# [Passage given]

□ □ □ □ □

Mongongo oil has been valued for centuries in Africa and is now
gaining popularity in the rest of the world as we become educated about
its beneficial qualities. Not only is the fruit extremely nutritious,
but the oil has many useful properties as an emollient for both hair and
skin. What makes mongongo different from other botanical oils and how
does this affect its properties?
Mongongo oil is obtained by cold-pressing the nuts that come from the
Mongongo or Manketti tree (Schinziophyton rautanenii). The Manketti
tree is found from coast to coast in Southern Africa. It thrives in the
seasonal dry lands where it weathers a broad range of temperatures from
sub-freezing to scorching desert heat. It is found both sporadically
scattered and also in large groves throughout northern Namibia, southern
Angola, Zambia, Botswana, Zimbabwe, Mozambique and Malawi. The
egg-shaped, reddish brown fruit is prized by both the people and the
elephants indigenous to the region. The nuts are often gathered from
elephant dung, a practice that is less labor intensive than harvesting
the fruit and extracting the nut from the center.

□ □ □ □ □

# [Your tasks]
1) In the mongongo oil passage above, how is the oil obtained?
2) Pick up the mongongo oil passage after its final sentence and carry it forward.

# [Material provided]

□ □ □ □ □

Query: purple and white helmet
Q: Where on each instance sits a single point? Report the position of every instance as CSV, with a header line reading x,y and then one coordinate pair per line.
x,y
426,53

□ □ □ □ □

# [Expected outputs]
1) By cold-pressing the nuts of the Mongongo, or Manketti, tree (Schinziophyton rautanenii).

2)
Composition of Mongongo Oil
The nut is very high in fat (>57%) and contains a plethora of
other valuable nutrients, such as calcium, magnesium, iron, copper, zinc
and thiamine. Each seed contains approximately 560 mg of vitamin E
(tocopherol). The antioxidant properties of this vitamin lend a high
degree of thermal and oxidative stability to the oil, which greatly
delays onset of rancidity of the oil, even in the intense South African
heat. The oil has been greatly prized, not only for its nutritive
benefits, but also as a skin and hair emollient and skin protectant.
The composition of the oil in mongongo fruit is fairly different from
many other plant oils used as topical hair treatments or conditioning
ingredients. It is comprised of between 40-50% polyunsaturated fatty
acids, as compared to shea and coconut oil, which are comprised largely
of saturated fatty acids and mango, olive, avocado, jojoba and almond
oils, which are comprised mainly of monounsaturated oils.
Fatty Acid Content of Mongongo Oil:
- 45-55% polyunsaturated fatty acids: linoleic acid, alpha-eleostearic acid
- 17% saturated fatty acids: palmitic acid, stearic acid
- 18% monounsaturated fatty acid: oleic acid
Unsaturated molecules have at least one carbon-carbon double bond in
their structure. Double bonds are connected at a different angle than
single ones and this produces a kink in the molecular geometry. This
type of structure inhibits crystallization by impeding packing of
adjacent molecules. For this reason, oils with high concentrations of
polyunsaturated and monounsaturated fatty acids are typically either
liquids at room temperature or melt readily upon contact with skin.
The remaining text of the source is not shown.